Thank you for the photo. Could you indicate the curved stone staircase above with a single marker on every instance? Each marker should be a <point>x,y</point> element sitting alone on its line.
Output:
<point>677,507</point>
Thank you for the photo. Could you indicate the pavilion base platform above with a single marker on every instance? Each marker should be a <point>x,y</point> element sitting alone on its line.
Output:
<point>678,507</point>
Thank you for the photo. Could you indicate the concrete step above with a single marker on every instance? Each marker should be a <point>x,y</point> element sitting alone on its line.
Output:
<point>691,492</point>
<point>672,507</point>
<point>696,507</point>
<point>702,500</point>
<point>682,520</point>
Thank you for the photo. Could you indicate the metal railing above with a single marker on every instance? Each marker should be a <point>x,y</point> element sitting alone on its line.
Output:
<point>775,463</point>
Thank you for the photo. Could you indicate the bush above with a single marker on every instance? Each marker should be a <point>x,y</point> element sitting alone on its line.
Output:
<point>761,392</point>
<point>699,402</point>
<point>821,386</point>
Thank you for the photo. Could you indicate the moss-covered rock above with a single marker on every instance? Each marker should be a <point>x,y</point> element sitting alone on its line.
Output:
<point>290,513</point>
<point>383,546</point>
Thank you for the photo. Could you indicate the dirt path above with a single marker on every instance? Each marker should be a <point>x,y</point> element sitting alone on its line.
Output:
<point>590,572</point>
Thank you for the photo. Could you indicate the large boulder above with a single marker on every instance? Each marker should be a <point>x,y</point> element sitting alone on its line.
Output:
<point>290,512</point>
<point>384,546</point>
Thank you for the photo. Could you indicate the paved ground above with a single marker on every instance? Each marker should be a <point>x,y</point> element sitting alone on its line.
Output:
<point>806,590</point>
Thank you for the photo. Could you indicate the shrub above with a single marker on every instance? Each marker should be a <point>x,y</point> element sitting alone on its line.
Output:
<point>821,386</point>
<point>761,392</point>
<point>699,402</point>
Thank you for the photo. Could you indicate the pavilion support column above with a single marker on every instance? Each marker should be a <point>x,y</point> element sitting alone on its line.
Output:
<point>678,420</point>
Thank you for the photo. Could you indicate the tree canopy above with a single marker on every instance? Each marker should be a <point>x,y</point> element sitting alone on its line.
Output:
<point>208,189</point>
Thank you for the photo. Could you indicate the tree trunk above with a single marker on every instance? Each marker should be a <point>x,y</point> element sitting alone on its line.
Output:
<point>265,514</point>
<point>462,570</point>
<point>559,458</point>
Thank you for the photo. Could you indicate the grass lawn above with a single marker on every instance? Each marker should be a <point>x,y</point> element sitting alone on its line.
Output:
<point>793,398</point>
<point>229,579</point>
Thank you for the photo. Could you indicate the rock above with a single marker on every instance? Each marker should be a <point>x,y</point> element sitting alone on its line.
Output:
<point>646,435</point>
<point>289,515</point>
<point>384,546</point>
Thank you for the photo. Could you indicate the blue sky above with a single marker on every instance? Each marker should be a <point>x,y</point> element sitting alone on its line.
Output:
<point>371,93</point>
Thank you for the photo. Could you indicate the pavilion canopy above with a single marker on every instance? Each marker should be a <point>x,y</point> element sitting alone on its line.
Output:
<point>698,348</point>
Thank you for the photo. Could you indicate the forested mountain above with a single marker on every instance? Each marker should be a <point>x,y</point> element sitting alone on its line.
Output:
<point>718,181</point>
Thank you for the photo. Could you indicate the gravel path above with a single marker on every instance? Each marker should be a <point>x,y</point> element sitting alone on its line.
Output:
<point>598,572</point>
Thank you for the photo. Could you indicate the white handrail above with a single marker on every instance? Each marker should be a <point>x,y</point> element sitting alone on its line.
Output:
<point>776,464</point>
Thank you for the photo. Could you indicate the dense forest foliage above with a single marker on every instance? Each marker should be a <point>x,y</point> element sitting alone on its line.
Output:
++++++
Your task:
Every record must appear in the answer exactly as it appears above.

Response to this exercise:
Thank you for the photo. Could you indicate the curved stone staircase above with a single marker on every instance? Each marker should be a <point>x,y</point> element sitting alone on its line.
Output:
<point>677,507</point>
Thank you for the photo. Could you indicate the pavilion base platform above with a single marker on every instance? Each marker should be a <point>x,y</point> element sitting alone on its line.
Output:
<point>678,507</point>
Thank you for the photo. Could you indicate the concrete step above with a single marker on every instance? Each marker should be a <point>x,y</point> element sitting alone on its line.
Output:
<point>691,492</point>
<point>672,507</point>
<point>696,507</point>
<point>702,500</point>
<point>682,520</point>
Thank you for the photo. Could you indicate the metal railing above with a single marker on every instance? Each marker should be a <point>x,y</point> element sitting alone on its line.
Output:
<point>775,463</point>
Thank you for the photo. Could you indicate the bush above with a single marker on every instance? Each marker should be a <point>x,y</point> element sitting alone on its line.
Output:
<point>761,392</point>
<point>699,402</point>
<point>821,386</point>
Thank you for the photo. Could you indicate the moss-covered rock above with a single marker on every instance? Each marker should be a <point>x,y</point> element sitting alone on its line.
Output:
<point>290,513</point>
<point>383,546</point>
Thank you for the photo. Could you indicate the dirt path above with a single marker on every instance? Each marker should be a <point>x,y</point> element sitting alone on its line.
Output:
<point>590,572</point>
Thank you for the photo. Could you indicate the large boulder above with a single marker on every instance? Each marker should be a <point>x,y</point> element sitting alone on its line.
Output:
<point>290,512</point>
<point>384,546</point>
Thank you for the photo. Could you indicate the paved ground above with a single marker on every instance? Each marker should be a <point>x,y</point> element sitting alone on its line.
Output:
<point>806,590</point>
Thank you for the photo. Could you indicate the shrub above with a single marker on every instance? Each marker should be a <point>x,y</point> element sitting alone on its line.
Output:
<point>821,386</point>
<point>761,392</point>
<point>699,402</point>
Thank you for the photo. Could you indicate the pavilion support column above with a single marker on every instance? Each marker should be a <point>x,y</point> element sitting alone on its line.
Output:
<point>678,420</point>
Thank you for the photo. Could you indicate the tree canopy above with a single marker on every instance? Each marker should be a <point>x,y</point> element sitting alone on its line.
Output:
<point>208,189</point>
Thank you for the photo. Could you indicate the tree trunk above with a single marker on every instance? Each marker should be a <point>x,y</point> element sitting alone on its line.
Output:
<point>265,514</point>
<point>462,570</point>
<point>559,458</point>
Thank you for the photo. Could you indicate the grass lawn above with a single marker on every instance? Each marker should be a <point>x,y</point> element sitting alone on its line.
Output:
<point>793,398</point>
<point>229,579</point>
Thank you for the photo. Could you indicate the rock above with a single marker on every instance? Each marker should be a <point>x,y</point> element sitting alone on its line.
Output:
<point>646,435</point>
<point>289,515</point>
<point>384,546</point>
Thank you for the photo. Could you indicate the blue sky above with a single marker on every instance? Each marker should be a <point>x,y</point> element sitting alone on its line.
Output:
<point>371,93</point>
Thank you for the photo. Could you indicate the pavilion canopy above with a single marker on every instance? Each marker should be a <point>x,y</point> element sitting alone on its line.
Output:
<point>698,348</point>
Thank you for the photo. Could you indicate the forested mountain above with a single marker on every instance? Each marker should be a <point>x,y</point> element sitting alone on its line.
Output:
<point>718,181</point>
Thank you for the photo. Could you indicate the gravel path above with a single marker on every instance? Each marker should be a <point>x,y</point> element sitting alone on its line.
Output:
<point>598,572</point>
Thank you for the photo. Could you indicate the white handrail above with a single marker on every instance? Each marker should be a <point>x,y</point> element sitting alone on its line.
Output:
<point>776,464</point>
Thank you for the photo. Could you indicate the dense forest foliage above with a single marker on every instance? Each marker should be a <point>x,y</point> element sitting alone on its line.
Output:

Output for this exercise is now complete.